_EXERCISE OBJECTIVE_. Working from the records below, repeat exactly the lines starting at the line that contains "the forested hill" and ending at the line that contains "the calm lake water", inclusive.

_GIVEN DATA_.
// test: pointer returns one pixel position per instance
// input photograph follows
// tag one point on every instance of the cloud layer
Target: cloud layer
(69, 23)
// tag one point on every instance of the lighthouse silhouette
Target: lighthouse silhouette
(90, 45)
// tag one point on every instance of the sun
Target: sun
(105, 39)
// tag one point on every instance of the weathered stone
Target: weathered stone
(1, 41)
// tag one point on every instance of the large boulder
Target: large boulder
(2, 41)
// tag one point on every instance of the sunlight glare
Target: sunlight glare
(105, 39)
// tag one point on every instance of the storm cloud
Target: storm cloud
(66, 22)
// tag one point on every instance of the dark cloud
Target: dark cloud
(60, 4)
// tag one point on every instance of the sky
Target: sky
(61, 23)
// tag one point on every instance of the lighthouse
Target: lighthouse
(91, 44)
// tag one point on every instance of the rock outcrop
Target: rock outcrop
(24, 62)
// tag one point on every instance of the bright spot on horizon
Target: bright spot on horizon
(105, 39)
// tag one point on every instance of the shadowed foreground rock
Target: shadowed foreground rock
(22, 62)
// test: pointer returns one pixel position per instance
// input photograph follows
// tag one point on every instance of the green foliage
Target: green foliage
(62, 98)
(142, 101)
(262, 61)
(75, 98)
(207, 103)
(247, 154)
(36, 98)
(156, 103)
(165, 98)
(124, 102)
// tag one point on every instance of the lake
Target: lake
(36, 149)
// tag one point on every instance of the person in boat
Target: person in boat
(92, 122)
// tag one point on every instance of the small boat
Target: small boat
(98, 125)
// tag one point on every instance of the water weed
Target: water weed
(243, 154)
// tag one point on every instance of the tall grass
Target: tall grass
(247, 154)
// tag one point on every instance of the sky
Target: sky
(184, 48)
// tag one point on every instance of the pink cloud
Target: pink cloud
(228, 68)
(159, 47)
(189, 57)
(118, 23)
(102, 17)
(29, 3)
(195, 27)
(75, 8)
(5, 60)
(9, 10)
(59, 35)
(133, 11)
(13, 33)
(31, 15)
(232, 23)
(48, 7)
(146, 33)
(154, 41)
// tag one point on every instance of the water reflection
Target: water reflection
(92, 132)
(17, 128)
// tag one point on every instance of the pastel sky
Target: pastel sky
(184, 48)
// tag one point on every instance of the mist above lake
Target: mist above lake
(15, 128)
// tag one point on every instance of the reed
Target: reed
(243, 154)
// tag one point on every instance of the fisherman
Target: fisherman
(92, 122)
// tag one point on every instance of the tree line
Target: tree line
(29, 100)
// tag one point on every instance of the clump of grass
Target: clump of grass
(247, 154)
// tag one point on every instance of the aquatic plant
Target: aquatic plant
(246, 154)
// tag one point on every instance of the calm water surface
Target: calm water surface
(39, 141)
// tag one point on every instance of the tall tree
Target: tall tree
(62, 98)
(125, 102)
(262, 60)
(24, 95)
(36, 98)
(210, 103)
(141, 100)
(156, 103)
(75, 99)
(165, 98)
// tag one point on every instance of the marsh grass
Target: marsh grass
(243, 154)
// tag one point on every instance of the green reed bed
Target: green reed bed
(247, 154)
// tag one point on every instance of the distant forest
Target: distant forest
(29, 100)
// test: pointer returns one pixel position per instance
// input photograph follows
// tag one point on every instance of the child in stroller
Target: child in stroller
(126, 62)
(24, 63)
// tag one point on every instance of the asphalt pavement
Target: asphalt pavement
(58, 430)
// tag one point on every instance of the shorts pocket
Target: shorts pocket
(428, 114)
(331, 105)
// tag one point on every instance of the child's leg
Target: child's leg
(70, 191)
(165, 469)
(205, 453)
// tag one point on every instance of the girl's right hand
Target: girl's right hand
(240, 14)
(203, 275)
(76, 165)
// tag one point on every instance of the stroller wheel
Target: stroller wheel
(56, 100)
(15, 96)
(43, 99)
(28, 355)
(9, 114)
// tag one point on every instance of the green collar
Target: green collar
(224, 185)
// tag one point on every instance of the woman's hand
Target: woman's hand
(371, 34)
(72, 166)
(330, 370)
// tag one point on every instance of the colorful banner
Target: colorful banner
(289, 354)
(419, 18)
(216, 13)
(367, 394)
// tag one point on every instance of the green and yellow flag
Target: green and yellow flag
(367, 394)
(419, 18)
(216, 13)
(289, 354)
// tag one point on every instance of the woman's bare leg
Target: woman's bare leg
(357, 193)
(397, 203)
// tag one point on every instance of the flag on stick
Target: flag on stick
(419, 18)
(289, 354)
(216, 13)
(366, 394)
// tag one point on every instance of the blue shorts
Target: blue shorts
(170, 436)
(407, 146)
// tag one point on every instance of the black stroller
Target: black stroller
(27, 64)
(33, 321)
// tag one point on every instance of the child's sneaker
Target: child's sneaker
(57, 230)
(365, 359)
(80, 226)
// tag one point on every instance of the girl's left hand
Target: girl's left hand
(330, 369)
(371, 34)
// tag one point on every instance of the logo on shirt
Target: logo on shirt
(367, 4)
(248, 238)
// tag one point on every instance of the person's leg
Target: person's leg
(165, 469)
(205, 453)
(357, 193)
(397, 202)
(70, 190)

* * *

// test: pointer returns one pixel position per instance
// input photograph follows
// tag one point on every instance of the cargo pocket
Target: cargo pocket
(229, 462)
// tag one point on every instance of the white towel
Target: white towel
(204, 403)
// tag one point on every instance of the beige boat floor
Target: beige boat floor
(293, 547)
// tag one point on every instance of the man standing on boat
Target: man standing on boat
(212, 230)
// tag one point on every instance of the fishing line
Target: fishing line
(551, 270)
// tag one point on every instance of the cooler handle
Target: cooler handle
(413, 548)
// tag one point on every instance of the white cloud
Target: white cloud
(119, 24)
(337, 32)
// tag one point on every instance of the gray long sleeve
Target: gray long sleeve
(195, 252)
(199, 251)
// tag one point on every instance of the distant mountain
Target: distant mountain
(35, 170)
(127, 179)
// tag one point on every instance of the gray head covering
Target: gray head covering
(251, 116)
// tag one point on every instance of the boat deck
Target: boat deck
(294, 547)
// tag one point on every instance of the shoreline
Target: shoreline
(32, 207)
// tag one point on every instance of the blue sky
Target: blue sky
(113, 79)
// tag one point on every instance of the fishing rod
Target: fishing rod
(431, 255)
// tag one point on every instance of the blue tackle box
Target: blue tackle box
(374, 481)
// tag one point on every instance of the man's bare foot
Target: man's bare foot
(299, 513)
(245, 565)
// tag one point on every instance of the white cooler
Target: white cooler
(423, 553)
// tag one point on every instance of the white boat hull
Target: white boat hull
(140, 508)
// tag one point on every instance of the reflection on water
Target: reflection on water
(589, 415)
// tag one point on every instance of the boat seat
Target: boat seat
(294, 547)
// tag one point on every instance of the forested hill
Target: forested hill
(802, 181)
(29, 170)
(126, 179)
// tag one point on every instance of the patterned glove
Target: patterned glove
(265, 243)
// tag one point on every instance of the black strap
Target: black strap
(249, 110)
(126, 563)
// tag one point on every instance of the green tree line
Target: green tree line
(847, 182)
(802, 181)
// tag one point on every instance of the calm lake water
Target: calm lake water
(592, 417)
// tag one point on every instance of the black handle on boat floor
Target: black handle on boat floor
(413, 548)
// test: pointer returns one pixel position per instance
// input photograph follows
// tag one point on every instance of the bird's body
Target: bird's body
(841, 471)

_WRITTEN SOLUTION_.
// tag one point on every instance of the forested hill
Target: forested hill
(802, 181)
(29, 170)
(126, 179)
// tag one point on every instance of the patterned glove
Target: patterned glove
(265, 243)
// tag one point on every instance of the black strap
Target: black strap
(249, 110)
(126, 563)
// tag one point on every instance of the green tree line
Target: green tree line
(847, 182)
(802, 181)
// tag one point on every instance of the calm lake water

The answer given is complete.